Print out all the records, word for word.

::: Data provided

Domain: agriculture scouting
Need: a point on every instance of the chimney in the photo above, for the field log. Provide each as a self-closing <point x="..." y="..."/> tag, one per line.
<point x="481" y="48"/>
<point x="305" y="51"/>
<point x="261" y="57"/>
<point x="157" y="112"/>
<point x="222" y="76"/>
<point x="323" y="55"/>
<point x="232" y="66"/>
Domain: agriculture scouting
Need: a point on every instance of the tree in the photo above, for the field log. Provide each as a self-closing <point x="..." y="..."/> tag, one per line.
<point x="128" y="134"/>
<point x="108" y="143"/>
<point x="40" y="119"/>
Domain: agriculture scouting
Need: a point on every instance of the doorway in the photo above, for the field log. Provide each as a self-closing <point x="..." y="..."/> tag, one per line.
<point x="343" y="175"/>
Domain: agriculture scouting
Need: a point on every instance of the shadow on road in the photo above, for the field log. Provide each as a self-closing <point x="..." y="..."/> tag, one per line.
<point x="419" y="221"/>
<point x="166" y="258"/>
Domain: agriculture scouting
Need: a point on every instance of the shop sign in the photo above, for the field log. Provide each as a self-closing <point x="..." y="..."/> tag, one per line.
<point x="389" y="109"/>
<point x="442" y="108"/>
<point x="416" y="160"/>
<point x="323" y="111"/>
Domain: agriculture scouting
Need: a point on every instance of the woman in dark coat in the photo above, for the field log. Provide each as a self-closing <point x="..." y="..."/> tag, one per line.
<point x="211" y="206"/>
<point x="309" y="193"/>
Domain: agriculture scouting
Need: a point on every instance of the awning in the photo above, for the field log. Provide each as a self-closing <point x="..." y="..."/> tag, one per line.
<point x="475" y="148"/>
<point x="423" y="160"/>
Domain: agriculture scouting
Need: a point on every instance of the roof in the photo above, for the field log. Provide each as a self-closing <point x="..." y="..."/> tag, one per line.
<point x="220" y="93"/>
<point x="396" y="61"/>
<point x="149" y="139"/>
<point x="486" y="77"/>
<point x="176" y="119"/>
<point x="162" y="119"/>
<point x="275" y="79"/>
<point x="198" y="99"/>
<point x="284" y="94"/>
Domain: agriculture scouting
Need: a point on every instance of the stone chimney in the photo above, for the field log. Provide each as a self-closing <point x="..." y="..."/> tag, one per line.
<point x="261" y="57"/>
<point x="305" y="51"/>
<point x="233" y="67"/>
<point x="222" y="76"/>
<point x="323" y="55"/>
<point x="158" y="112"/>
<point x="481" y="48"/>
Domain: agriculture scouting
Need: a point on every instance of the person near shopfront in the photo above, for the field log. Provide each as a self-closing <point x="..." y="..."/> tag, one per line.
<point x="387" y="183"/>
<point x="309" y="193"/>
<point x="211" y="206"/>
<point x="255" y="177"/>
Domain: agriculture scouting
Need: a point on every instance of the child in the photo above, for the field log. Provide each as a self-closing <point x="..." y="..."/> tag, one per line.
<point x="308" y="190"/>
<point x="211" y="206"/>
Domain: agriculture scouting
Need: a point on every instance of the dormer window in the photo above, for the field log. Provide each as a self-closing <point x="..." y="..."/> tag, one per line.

::::::

Completed task:
Domain: agriculture scouting
Need: a point on every instance of the chimney in the photo above, for the field log. Provide each as a self-closing <point x="..." y="..."/> tag, one per line.
<point x="481" y="48"/>
<point x="305" y="51"/>
<point x="261" y="57"/>
<point x="157" y="112"/>
<point x="222" y="76"/>
<point x="323" y="55"/>
<point x="232" y="66"/>
Domain: agriculture scouting
Need: a point on every instance of the tree in the photo above, for the field log. Provide each as a self-closing <point x="..." y="..."/> tag, one per line.
<point x="128" y="134"/>
<point x="108" y="143"/>
<point x="40" y="119"/>
Domain: agriculture scouting
Need: a point on every instance of the doorway in the photo above, for the field log. Provide each as a self-closing <point x="..." y="..."/> tag, one per line.
<point x="343" y="175"/>
Domain: agriculture scouting
Need: a point on every instance of the shadow on road in the photo above, for the field log. Provide each as a self-closing <point x="..." y="..."/> tag, one per line.
<point x="419" y="221"/>
<point x="166" y="258"/>
Domain: agriculture scouting
Need: a point on every instance of the shop sign in the photo above, for the field log. Provide each as a self-closing <point x="..." y="..."/> tag, one per line.
<point x="389" y="109"/>
<point x="442" y="108"/>
<point x="416" y="160"/>
<point x="323" y="111"/>
Domain: agriculture scouting
Need: a point on every instance of the woman in dark coat in the photo above, for the field log. Provide each as a self-closing <point x="..." y="..."/> tag, one per line.
<point x="211" y="206"/>
<point x="309" y="193"/>
Domain: agriculture scouting
Need: a point on every instance of the awning in the photo above, for the field log. Provide each as a self-closing <point x="..." y="..."/> tag, one per line.
<point x="475" y="148"/>
<point x="423" y="160"/>
Domain: agriculture scouting
Need: a point on every instance of the roof in the photo above, for the field log. Provide each as a self-closing <point x="..." y="..."/> tag, one per line.
<point x="220" y="93"/>
<point x="396" y="61"/>
<point x="149" y="139"/>
<point x="486" y="77"/>
<point x="176" y="119"/>
<point x="162" y="119"/>
<point x="275" y="79"/>
<point x="198" y="99"/>
<point x="284" y="94"/>
Domain: agriculture scouting
Need: a point on every instance of the stone chimney in the photo above, for the field log. Provide each as a self-closing <point x="..." y="..."/> tag, one per line.
<point x="261" y="57"/>
<point x="305" y="51"/>
<point x="233" y="67"/>
<point x="222" y="76"/>
<point x="323" y="55"/>
<point x="158" y="112"/>
<point x="481" y="48"/>
Domain: agriculture scouting
Need: a point on every instance of the person near shopfront in the photo above, for the field log. Provide each as a self-closing <point x="..." y="..."/> tag, one per line.
<point x="387" y="183"/>
<point x="309" y="193"/>
<point x="211" y="206"/>
<point x="255" y="177"/>
Domain: agriculture scouting
Need: a point on every instance of the child in the photo above, for the field log. Provide each as a self-closing <point x="..." y="..."/> tag, one per line.
<point x="308" y="190"/>
<point x="211" y="206"/>
Domain: agriculture scouting
Need: a point on every instance of the dormer window in the photo above, for the field log. Provide each as a self-closing <point x="..." y="..."/> tag, one per line.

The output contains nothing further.